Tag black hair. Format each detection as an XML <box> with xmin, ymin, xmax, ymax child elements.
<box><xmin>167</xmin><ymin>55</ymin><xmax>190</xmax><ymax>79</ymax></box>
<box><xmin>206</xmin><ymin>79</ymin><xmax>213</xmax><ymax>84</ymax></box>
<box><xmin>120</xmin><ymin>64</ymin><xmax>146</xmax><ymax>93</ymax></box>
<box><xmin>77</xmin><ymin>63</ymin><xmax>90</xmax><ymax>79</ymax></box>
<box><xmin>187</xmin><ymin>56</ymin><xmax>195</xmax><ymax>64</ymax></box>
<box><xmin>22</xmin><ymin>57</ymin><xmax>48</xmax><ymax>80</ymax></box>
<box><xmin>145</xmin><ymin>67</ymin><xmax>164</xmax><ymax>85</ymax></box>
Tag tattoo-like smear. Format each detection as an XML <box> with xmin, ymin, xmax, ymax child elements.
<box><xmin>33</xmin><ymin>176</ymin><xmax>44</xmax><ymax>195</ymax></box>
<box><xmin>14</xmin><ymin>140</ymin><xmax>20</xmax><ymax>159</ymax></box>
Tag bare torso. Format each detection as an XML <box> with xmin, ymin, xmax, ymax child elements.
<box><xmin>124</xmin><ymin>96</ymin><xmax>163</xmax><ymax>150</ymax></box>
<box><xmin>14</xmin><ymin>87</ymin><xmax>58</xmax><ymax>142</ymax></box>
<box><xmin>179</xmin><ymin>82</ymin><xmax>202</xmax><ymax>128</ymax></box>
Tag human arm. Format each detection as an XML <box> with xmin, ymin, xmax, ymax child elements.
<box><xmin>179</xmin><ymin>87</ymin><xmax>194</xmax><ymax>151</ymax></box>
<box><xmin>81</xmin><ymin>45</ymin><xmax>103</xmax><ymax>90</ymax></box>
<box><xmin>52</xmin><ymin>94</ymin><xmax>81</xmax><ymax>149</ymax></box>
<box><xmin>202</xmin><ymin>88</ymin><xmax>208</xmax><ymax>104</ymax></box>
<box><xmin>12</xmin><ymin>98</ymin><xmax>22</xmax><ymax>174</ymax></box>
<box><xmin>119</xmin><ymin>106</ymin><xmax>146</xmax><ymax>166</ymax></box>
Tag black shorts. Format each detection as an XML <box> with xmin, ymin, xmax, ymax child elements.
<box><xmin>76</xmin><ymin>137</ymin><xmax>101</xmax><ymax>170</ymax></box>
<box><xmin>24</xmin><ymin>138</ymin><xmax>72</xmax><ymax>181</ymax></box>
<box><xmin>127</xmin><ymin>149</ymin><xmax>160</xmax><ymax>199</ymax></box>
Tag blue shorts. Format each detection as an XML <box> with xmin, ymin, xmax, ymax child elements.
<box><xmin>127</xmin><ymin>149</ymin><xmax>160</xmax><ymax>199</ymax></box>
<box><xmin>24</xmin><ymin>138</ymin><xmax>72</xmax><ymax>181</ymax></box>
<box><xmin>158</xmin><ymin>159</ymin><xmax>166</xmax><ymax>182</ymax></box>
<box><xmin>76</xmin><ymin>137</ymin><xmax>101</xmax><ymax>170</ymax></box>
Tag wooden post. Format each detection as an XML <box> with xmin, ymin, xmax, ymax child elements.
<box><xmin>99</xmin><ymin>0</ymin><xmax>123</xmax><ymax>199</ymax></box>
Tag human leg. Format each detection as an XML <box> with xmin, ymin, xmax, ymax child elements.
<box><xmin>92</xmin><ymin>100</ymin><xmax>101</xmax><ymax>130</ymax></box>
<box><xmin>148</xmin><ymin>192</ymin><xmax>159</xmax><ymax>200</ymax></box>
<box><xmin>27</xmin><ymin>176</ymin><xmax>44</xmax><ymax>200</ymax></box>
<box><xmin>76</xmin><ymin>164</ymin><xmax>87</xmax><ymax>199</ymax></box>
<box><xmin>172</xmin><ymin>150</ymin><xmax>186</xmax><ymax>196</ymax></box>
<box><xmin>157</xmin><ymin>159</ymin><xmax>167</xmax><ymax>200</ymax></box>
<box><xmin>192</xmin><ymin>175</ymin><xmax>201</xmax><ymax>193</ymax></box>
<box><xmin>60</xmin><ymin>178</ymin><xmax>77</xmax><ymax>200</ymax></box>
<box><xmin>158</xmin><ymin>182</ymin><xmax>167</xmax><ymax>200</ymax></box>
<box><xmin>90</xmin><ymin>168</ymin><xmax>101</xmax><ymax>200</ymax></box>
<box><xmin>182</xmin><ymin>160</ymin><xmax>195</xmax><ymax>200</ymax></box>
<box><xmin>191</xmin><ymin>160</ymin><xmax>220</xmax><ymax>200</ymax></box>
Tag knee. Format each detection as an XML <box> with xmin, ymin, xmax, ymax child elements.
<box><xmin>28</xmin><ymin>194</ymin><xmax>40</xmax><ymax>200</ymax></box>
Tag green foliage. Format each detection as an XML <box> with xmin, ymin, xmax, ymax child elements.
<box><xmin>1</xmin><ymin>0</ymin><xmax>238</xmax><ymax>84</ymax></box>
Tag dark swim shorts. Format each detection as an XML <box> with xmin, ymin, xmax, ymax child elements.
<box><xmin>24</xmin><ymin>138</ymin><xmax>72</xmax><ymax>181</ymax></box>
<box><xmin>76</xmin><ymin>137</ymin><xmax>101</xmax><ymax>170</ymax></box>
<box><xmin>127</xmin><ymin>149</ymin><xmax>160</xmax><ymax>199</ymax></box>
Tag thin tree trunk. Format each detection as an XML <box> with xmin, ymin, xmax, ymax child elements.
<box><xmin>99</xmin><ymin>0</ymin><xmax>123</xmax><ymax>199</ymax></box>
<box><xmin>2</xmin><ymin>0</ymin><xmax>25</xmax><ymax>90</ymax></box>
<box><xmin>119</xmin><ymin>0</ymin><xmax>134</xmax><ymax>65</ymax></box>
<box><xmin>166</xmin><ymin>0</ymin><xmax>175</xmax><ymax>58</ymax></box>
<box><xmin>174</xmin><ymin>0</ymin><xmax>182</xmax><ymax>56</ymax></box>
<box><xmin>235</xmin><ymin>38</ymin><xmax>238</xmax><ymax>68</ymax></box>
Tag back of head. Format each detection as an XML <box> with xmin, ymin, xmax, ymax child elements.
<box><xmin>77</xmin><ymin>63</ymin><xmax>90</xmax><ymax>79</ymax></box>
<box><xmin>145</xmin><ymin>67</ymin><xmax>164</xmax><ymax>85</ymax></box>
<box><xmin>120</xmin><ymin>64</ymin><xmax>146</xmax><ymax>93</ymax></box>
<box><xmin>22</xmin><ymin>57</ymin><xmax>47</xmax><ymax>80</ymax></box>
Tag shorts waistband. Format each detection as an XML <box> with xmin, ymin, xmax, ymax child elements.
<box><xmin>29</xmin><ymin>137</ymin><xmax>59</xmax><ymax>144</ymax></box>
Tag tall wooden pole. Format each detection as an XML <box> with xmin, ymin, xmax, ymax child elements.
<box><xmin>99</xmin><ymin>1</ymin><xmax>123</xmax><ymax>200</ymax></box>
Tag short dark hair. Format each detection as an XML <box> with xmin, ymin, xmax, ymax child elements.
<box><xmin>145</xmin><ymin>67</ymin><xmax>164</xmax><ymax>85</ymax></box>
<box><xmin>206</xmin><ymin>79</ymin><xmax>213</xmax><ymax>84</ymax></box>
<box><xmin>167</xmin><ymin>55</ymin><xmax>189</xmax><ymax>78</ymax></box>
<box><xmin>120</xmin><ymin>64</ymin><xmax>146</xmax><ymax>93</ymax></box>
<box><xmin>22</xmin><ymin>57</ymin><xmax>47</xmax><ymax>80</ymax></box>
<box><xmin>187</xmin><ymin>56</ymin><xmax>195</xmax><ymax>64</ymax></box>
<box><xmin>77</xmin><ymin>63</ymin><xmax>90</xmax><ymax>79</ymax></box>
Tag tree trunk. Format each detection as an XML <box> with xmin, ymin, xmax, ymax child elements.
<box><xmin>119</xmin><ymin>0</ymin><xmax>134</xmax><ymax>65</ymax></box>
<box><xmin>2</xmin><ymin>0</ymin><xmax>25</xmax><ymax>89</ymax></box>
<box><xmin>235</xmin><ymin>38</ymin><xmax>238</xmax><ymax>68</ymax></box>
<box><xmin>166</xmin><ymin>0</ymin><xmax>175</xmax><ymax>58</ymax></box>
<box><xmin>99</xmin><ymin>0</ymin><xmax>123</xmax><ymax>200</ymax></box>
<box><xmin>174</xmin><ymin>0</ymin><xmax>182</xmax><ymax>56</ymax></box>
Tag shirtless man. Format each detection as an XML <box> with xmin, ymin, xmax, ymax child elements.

^^^^^^^^

What is needed – Every line from the one that contains "Tag tree trunk." down to and including the last line of the records above must be set down exactly, with nothing else.

Output –
Tag tree trunk. Format each detection as an XML <box> with xmin, ymin, xmax, ymax child elements.
<box><xmin>119</xmin><ymin>0</ymin><xmax>134</xmax><ymax>65</ymax></box>
<box><xmin>2</xmin><ymin>0</ymin><xmax>25</xmax><ymax>89</ymax></box>
<box><xmin>235</xmin><ymin>38</ymin><xmax>238</xmax><ymax>68</ymax></box>
<box><xmin>166</xmin><ymin>0</ymin><xmax>175</xmax><ymax>58</ymax></box>
<box><xmin>99</xmin><ymin>0</ymin><xmax>123</xmax><ymax>200</ymax></box>
<box><xmin>174</xmin><ymin>0</ymin><xmax>182</xmax><ymax>56</ymax></box>
Tag shirtless man. Format each detection as an XML <box> with xmin, ymin, xmax, ymax child elements.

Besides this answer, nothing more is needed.